[What you will do]: Only the lines containing "sheer" should appear in the answer, copied from the listing below.

[Material for this exercise]:
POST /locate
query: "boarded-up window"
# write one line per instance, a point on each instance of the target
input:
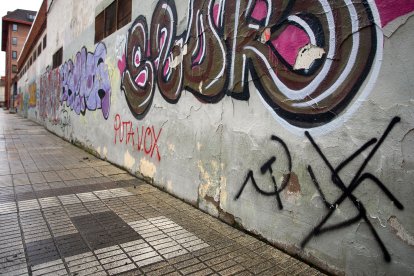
(124, 12)
(99, 27)
(57, 58)
(110, 19)
(114, 17)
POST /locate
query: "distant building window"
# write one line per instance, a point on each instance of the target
(124, 13)
(31, 17)
(114, 17)
(57, 58)
(99, 26)
(44, 42)
(110, 19)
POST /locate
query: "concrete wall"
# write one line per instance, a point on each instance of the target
(293, 122)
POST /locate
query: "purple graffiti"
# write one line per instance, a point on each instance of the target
(49, 95)
(85, 82)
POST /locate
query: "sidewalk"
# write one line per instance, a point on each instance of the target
(65, 212)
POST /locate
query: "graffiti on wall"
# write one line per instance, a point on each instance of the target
(347, 189)
(307, 60)
(32, 94)
(144, 139)
(49, 99)
(81, 84)
(85, 82)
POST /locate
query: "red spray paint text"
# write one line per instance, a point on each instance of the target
(143, 139)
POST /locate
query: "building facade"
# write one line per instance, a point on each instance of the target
(2, 91)
(292, 121)
(15, 27)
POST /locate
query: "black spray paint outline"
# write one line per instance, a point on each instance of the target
(267, 166)
(358, 178)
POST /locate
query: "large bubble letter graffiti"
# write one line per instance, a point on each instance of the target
(307, 59)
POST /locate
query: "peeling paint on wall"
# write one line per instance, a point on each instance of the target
(147, 168)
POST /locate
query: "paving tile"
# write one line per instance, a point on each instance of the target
(80, 213)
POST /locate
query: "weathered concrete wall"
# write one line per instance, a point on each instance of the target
(293, 121)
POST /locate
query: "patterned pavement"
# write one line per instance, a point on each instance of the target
(65, 212)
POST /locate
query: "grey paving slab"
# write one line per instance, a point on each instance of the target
(66, 212)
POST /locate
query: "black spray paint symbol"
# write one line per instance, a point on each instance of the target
(267, 167)
(358, 178)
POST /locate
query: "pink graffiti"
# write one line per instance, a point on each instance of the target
(122, 63)
(391, 9)
(290, 42)
(144, 139)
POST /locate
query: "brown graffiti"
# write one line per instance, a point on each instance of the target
(307, 59)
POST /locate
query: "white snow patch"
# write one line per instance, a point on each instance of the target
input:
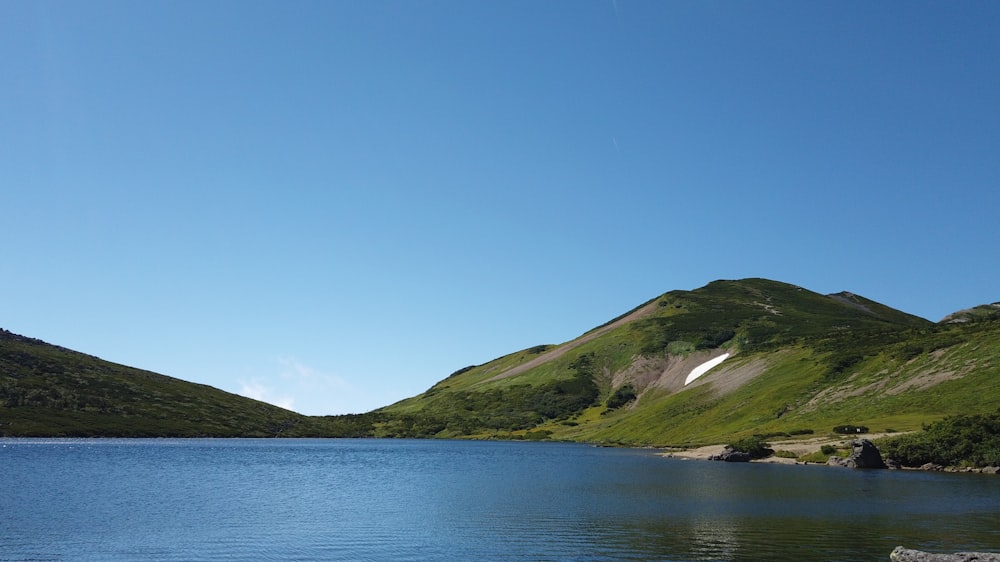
(704, 368)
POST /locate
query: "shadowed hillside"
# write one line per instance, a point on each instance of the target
(728, 360)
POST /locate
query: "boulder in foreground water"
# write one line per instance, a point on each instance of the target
(864, 454)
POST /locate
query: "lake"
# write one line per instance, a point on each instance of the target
(250, 499)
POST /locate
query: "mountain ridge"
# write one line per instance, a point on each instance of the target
(794, 360)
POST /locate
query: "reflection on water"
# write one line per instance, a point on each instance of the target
(440, 500)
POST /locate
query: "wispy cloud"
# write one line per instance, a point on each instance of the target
(296, 385)
(256, 389)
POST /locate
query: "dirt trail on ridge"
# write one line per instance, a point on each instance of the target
(561, 350)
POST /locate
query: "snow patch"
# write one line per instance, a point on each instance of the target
(705, 367)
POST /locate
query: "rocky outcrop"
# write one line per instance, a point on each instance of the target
(730, 455)
(864, 454)
(900, 554)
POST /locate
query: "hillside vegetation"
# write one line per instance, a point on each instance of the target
(792, 362)
(800, 362)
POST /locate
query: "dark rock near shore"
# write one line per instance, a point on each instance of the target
(730, 455)
(864, 454)
(900, 554)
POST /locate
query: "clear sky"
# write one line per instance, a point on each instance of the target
(332, 205)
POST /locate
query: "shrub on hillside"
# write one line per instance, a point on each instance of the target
(621, 396)
(755, 446)
(848, 429)
(972, 440)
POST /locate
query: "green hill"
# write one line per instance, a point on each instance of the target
(46, 390)
(798, 362)
(786, 361)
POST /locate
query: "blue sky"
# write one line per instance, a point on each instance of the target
(332, 205)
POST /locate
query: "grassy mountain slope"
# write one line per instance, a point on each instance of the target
(796, 362)
(799, 362)
(46, 390)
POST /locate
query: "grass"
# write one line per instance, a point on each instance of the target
(830, 361)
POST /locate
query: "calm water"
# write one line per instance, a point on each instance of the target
(444, 500)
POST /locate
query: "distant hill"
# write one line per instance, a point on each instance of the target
(47, 390)
(728, 360)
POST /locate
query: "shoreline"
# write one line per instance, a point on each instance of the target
(803, 447)
(800, 447)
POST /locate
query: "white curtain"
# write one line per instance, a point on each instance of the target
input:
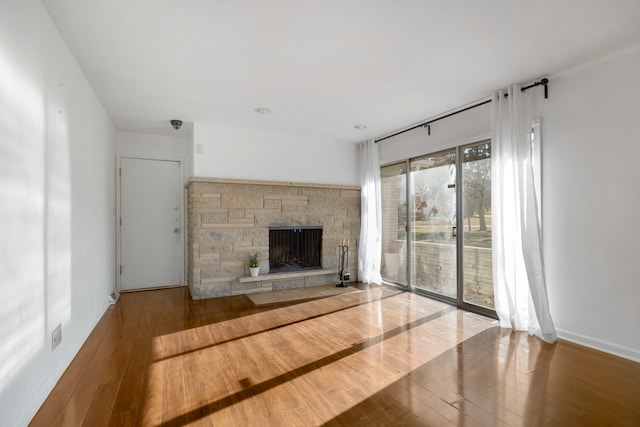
(370, 244)
(518, 268)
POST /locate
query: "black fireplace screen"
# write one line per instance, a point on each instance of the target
(294, 248)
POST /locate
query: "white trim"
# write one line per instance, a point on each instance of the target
(605, 346)
(183, 218)
(38, 398)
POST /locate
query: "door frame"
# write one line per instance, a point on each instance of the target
(119, 214)
(459, 300)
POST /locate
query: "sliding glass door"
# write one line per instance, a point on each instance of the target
(436, 225)
(477, 276)
(394, 223)
(432, 184)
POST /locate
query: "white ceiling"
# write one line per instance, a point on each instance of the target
(322, 67)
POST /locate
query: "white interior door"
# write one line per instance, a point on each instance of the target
(150, 223)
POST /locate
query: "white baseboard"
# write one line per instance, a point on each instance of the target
(607, 347)
(36, 401)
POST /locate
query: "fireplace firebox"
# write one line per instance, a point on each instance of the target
(295, 248)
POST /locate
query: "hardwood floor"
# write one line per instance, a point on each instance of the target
(380, 357)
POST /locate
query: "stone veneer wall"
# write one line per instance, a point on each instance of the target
(228, 220)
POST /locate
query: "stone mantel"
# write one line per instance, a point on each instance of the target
(229, 219)
(272, 183)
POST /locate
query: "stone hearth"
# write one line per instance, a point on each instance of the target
(228, 220)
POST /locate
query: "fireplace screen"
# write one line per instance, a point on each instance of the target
(294, 248)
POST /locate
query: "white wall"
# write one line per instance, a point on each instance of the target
(57, 239)
(591, 205)
(226, 152)
(465, 127)
(591, 196)
(151, 146)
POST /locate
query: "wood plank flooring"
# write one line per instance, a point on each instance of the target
(381, 357)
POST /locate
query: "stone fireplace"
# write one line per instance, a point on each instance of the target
(295, 248)
(230, 220)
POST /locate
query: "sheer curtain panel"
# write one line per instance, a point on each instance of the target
(518, 266)
(370, 245)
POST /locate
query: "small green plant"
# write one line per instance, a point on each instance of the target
(253, 261)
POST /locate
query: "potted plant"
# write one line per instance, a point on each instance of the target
(254, 265)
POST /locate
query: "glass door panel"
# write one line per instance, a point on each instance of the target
(432, 184)
(476, 227)
(394, 223)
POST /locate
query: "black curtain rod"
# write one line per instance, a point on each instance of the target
(543, 82)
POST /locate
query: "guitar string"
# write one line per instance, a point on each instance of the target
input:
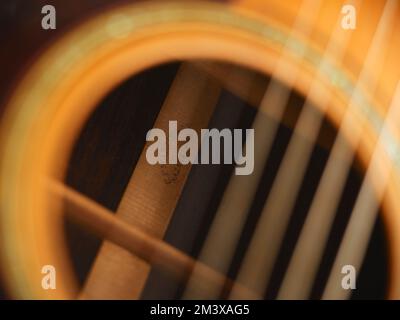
(258, 263)
(219, 246)
(358, 232)
(309, 248)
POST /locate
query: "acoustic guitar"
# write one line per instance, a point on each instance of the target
(315, 215)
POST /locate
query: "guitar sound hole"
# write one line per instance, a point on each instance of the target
(112, 140)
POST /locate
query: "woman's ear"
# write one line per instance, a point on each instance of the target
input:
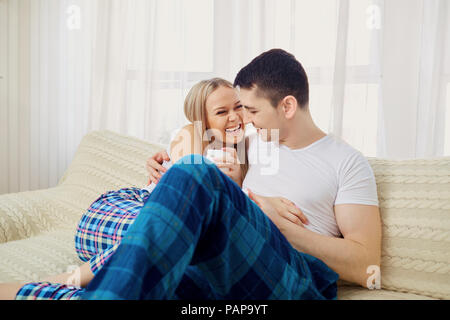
(289, 107)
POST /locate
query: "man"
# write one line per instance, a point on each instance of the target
(210, 241)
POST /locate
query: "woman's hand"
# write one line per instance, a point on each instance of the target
(230, 165)
(154, 166)
(279, 210)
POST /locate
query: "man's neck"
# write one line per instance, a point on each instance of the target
(302, 132)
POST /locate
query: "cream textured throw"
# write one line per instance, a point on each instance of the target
(37, 228)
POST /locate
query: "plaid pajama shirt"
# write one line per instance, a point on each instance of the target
(98, 235)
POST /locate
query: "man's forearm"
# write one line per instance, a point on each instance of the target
(347, 258)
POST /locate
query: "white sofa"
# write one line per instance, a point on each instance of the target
(37, 228)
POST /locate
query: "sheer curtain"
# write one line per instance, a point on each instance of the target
(379, 71)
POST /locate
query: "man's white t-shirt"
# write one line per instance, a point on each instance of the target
(326, 173)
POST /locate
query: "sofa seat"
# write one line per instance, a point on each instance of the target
(37, 228)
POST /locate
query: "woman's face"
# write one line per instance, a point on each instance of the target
(225, 115)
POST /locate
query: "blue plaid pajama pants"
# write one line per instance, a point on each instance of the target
(198, 235)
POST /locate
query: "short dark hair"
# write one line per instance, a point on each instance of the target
(277, 74)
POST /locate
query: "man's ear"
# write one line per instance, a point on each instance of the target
(289, 107)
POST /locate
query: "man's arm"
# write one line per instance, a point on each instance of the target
(350, 257)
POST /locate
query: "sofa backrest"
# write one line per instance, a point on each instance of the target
(414, 199)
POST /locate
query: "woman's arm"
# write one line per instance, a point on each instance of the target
(186, 142)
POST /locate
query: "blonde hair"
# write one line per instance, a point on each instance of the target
(195, 109)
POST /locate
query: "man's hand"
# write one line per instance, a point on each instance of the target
(230, 165)
(279, 210)
(154, 166)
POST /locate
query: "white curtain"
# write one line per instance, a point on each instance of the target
(379, 71)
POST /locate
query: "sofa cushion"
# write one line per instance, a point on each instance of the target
(414, 200)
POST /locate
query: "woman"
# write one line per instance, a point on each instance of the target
(217, 121)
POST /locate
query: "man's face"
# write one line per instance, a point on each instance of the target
(260, 112)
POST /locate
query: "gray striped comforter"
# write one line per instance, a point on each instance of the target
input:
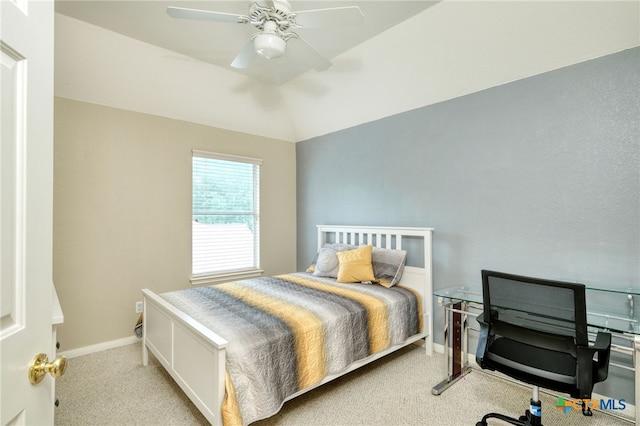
(288, 332)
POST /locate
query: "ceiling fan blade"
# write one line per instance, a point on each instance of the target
(245, 57)
(184, 13)
(303, 52)
(334, 17)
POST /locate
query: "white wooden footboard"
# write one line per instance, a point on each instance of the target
(192, 354)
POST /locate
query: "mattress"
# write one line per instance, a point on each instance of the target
(287, 332)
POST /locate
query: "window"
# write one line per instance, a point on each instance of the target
(225, 217)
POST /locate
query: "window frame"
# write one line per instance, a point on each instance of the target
(231, 274)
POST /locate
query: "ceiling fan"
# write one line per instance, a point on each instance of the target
(276, 21)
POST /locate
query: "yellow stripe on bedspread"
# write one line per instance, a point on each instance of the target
(377, 312)
(307, 329)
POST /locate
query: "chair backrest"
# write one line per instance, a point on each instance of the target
(515, 302)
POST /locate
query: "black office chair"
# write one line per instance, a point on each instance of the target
(535, 331)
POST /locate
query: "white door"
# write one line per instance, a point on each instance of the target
(26, 209)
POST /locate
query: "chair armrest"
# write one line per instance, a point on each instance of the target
(589, 371)
(483, 340)
(602, 346)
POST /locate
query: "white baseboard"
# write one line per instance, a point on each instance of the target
(72, 353)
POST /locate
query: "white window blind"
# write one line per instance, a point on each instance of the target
(225, 215)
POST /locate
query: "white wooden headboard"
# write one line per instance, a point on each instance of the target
(419, 279)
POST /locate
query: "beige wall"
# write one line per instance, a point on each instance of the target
(122, 211)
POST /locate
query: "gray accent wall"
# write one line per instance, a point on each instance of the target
(538, 177)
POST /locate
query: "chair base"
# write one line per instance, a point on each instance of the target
(526, 420)
(529, 418)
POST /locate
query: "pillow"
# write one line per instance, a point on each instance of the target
(326, 263)
(388, 265)
(335, 247)
(355, 265)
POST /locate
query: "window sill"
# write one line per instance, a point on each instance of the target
(206, 279)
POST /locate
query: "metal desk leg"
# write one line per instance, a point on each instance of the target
(456, 350)
(636, 367)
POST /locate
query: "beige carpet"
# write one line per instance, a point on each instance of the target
(113, 388)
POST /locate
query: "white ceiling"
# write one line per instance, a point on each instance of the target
(438, 52)
(218, 43)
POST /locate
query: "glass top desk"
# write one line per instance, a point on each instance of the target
(611, 309)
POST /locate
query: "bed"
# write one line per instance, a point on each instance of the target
(238, 378)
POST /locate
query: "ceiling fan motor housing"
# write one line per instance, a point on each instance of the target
(278, 11)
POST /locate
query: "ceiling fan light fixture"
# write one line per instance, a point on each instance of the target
(269, 45)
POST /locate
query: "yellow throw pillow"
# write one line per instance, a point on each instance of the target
(355, 265)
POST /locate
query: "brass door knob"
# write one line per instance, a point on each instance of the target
(40, 366)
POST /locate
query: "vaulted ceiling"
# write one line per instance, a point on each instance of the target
(405, 55)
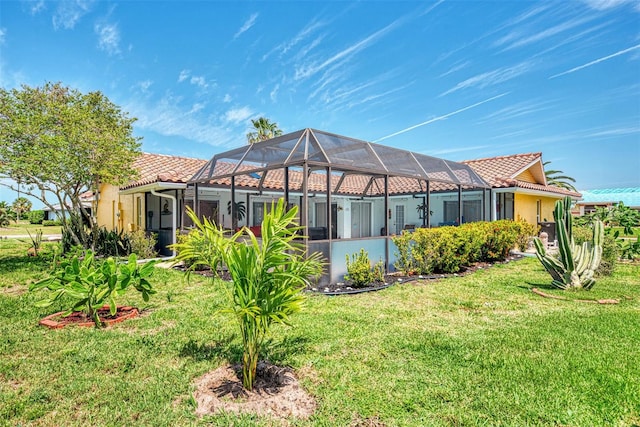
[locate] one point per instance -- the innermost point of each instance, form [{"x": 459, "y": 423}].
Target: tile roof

[Solution to this problem]:
query: "sheer curtain panel"
query: "sheer curtain"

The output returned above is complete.